**Source text:**
+-------+

We didn’t say fireflies
but lightning bugs.
We didn’t say carousel
but merry-go-round.
Not seesaw,
teeter-totter
not lollipop,
sucker.
We didn’t say pasta, but
spaghetti, macaroni, noodles:
the three kinds.
We didn’t get angry:
we got mad.
And we never felt depressed
dismayed, disappointed
disheartened, discouraged
disillusioned or anything,
even unhappy:
just sad.
~Sally Fisher “Where I Come From” from Good Question.
I felt sadness in that moment because, having been raised in a certain culture, I learned long ago that “sadness” is something that may occur when certain bodily feelings coincide with terrible loss. Using bits and pieces of past experience, such as my knowledge of shootings and my previous sadness about them, my brain rapidly predicted what my body should do to cope with such tragedy. Its predictions caused my thumping heart, my flushed face, and the knots in my stomach. They directed me to cry, an action that would calm my nervous system. And they made the resulting sensations meaningful as an instance of sadness. In this manner, my brain constructed my experience of emotion.
…if you could distinguish finer meanings within “Awesome” (happy, content, thrilled, relaxed, joyful, hopeful, inspired, prideful, adoring, grateful, blissful.. .), and fifty shades of “Crappy” (angry, aggravated, alarmed, spiteful, grumpy, remorseful, gloomy, mortified, uneasy, dread-ridden, resentful, afraid, envious, woeful, melancholy.. .), your brain would have many more options for predicting, categorizing, and perceiving emotion, providing you with the tools for more flexible and functional responses.
~Lisa Feldman Barrett from How Emotions Are Made: The Secret Life of the Brain
Emotions are fleeting. But they are unavoidable and they are the most human of all things. They are not universals; they are arbitrary. But if we feel them deeply and we share them with others, nothing in this life is more real.
~Eric Barker on his blog Barking Up the Wrong Tree
If there is anything I’ve come to understand over the decades I’ve been a physician, it is that human beings have emotions that make them uncomfortable and that makes them more difficult to share with others. Sometimes those feelings become so locked up that they leak out of our cells as physical symptoms: headaches, muscle tightness, stomach upset, hypertension. Other times they are so overwhelming we can no longer function in a day to day way – labeled as rage, panic, mood disorder, depression, self-destructive, suicidal.

+-------+

**Exercise data:**
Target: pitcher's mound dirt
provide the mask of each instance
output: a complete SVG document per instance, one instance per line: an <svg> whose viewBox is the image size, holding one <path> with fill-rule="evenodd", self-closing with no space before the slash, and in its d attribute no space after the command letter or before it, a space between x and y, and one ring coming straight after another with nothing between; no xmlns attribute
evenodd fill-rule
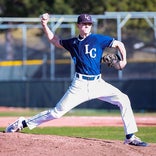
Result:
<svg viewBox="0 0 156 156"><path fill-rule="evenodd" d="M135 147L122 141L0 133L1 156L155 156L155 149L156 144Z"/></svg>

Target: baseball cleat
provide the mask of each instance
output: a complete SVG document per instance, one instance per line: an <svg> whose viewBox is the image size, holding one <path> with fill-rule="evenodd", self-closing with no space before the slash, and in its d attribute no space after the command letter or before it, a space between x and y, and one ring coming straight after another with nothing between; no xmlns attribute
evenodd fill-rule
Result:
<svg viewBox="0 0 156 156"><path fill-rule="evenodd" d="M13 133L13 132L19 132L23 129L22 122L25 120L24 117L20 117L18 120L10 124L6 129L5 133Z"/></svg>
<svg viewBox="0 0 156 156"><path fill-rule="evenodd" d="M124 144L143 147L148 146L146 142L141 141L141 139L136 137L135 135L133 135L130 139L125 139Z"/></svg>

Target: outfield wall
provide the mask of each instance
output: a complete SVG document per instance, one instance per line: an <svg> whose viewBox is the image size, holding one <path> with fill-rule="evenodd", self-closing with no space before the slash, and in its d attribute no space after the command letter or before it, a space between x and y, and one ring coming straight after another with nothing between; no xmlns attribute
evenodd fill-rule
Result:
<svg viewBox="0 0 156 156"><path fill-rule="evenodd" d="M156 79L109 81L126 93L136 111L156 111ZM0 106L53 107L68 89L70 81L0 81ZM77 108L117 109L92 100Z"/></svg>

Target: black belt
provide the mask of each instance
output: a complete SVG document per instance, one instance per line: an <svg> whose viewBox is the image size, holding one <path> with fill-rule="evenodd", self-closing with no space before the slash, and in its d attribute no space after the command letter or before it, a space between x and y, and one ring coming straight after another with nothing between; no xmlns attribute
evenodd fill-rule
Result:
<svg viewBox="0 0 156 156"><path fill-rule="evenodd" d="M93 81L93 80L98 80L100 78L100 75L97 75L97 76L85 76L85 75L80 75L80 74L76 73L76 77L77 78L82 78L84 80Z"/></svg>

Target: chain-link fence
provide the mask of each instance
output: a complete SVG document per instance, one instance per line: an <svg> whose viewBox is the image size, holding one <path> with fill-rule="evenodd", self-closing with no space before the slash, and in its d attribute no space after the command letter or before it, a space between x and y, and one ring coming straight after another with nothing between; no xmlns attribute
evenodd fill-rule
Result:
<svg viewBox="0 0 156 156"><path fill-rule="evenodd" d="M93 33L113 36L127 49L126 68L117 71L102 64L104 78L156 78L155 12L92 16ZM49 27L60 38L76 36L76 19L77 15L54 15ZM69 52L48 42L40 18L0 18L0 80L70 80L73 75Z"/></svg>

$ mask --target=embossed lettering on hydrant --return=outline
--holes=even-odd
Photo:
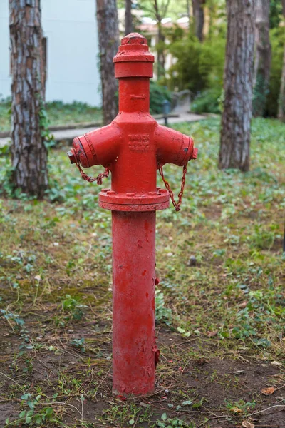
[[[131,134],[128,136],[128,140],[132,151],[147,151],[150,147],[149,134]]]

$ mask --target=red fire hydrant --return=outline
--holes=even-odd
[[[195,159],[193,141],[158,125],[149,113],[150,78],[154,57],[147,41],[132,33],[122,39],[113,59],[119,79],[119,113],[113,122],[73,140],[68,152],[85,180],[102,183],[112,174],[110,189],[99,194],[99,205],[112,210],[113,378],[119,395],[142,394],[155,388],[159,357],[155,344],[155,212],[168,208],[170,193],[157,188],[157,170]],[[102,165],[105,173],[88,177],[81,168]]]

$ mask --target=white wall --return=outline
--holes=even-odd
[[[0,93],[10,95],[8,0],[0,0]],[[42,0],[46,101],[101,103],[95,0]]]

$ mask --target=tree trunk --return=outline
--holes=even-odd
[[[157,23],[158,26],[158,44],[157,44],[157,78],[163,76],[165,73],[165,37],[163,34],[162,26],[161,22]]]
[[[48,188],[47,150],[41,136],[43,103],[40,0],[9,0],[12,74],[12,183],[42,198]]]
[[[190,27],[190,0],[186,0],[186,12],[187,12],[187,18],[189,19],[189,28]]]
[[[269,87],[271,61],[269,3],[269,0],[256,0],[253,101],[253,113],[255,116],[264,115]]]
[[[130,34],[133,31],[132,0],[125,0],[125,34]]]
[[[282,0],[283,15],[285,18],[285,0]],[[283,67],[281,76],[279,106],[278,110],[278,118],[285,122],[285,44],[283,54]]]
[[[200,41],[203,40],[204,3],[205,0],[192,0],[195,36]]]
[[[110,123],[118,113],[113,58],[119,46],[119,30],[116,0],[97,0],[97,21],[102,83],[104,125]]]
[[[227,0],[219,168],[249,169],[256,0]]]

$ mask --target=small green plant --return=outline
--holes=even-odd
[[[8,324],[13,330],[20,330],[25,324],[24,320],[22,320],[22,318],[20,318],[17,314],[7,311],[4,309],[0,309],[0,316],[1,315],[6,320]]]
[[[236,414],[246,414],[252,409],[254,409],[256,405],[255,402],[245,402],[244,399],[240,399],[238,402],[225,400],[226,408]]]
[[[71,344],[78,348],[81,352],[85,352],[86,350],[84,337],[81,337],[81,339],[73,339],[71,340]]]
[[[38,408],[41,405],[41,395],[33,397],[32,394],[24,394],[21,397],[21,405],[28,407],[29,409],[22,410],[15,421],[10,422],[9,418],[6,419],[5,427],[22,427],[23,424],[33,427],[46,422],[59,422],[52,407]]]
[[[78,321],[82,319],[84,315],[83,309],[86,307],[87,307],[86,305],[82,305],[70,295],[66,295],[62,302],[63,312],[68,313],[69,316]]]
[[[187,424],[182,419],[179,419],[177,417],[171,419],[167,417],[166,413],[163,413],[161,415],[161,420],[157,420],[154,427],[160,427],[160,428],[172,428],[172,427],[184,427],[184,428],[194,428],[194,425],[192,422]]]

+-------+

**Task set:**
**A)** Answer these from the emotions text, one line each:
(i) What word did the poem's speaker use instead of "fireflies"?
(ii) What action does the passage on sadness say would calm the nervous system?
(iii) What physical symptoms does the physician list when locked-up feelings leak out of our cells?
**B)** Copy the emotions text word for word between "And we never" and "experience of emotion.", inclusive.
Nothing in the records is needed for what follows.

**Responses by item number:**
**A)**
(i) Lightning bugs
(ii) Crying
(iii) Headaches, muscle tightness, stomach upset, and hypertension

**B)**
And we never felt depressed
dismayed, disappointed
disheartened, discouraged
disillusioned or anything,
even unhappy:
just sad.
~Sally Fisher “Where I Come From” from Good Question.
I felt sadness in that moment because, having been raised in a certain culture, I learned long ago that “sadness” is something that may occur when certain bodily feelings coincide with terrible loss. Using bits and pieces of past experience, such as my knowledge of shootings and my previous sadness about them, my brain rapidly predicted what my body should do to cope with such tragedy. Its predictions caused my thumping heart, my flushed face, and the knots in my stomach. They directed me to cry, an action that would calm my nervous system. And they made the resulting sensations meaningful as an instance of sadness. In this manner, my brain constructed my experience of emotion.